**What is being asked:** Report each line of the entries below that contains the word "metal", copying every such line in full.

Entries from an annotation dataset:

■ ■ ■ ■ ■ ■ ■

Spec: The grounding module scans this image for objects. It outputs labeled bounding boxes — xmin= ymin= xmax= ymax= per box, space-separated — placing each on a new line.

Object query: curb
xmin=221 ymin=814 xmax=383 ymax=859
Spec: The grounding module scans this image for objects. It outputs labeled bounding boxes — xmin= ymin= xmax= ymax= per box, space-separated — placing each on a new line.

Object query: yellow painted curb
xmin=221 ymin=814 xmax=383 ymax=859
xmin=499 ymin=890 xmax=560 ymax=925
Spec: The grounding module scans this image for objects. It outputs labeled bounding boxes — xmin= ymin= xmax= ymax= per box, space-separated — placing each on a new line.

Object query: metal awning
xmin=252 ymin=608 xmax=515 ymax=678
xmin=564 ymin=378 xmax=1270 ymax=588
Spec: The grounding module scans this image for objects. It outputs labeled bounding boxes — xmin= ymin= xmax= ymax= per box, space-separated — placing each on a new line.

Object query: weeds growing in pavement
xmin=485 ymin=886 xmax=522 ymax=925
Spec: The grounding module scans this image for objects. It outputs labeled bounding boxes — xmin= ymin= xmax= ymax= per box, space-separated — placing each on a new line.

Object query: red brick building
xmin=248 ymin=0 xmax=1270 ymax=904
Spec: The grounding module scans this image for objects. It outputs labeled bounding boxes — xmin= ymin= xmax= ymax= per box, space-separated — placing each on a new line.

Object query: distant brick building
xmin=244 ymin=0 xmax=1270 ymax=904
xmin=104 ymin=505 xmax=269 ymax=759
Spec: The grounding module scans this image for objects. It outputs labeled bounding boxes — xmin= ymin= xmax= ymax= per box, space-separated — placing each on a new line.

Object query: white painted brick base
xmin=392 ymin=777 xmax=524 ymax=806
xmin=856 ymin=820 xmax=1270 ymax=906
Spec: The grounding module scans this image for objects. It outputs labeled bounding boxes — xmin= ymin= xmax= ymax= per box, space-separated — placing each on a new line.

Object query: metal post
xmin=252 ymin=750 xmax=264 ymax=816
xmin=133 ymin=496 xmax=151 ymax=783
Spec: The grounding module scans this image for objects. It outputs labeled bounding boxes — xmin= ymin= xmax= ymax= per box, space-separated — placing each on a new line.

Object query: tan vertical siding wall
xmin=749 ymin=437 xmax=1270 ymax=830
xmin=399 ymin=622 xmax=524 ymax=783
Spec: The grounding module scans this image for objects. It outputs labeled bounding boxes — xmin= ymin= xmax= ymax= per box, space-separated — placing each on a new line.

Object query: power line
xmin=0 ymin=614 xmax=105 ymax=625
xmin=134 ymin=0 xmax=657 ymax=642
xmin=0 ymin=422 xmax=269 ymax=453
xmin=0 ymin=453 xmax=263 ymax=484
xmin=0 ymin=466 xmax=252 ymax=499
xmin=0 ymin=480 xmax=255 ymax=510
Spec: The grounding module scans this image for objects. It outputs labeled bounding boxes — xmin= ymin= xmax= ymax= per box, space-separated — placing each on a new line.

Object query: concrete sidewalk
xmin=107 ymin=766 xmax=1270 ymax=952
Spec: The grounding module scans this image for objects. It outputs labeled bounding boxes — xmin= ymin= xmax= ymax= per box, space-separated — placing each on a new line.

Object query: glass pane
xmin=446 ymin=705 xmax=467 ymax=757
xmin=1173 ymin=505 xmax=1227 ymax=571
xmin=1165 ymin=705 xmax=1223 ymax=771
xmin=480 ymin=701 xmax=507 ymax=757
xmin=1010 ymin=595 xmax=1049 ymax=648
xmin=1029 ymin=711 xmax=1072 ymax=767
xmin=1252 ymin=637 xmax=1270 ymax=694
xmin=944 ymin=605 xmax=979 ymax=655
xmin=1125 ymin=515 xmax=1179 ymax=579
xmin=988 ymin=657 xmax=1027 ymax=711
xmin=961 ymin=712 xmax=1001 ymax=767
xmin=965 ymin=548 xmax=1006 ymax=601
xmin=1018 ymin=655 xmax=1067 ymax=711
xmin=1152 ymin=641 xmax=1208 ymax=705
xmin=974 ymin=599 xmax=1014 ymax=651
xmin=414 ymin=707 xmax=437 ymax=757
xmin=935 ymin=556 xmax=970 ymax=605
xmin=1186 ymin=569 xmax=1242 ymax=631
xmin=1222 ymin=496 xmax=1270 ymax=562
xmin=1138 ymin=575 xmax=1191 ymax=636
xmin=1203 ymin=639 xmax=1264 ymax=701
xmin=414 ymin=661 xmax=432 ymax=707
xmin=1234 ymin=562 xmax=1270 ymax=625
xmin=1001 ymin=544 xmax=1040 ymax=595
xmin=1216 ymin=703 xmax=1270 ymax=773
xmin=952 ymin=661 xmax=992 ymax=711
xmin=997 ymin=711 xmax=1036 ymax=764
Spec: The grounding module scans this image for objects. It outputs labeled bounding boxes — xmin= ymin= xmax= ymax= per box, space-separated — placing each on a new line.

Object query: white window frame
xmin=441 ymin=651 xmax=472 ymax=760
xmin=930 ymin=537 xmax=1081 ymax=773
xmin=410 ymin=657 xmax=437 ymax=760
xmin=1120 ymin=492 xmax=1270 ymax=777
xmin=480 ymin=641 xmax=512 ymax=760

■ ■ ■ ■ ■ ■ ■

**Response to the task:**
Object query: metal awning
Object query: metal post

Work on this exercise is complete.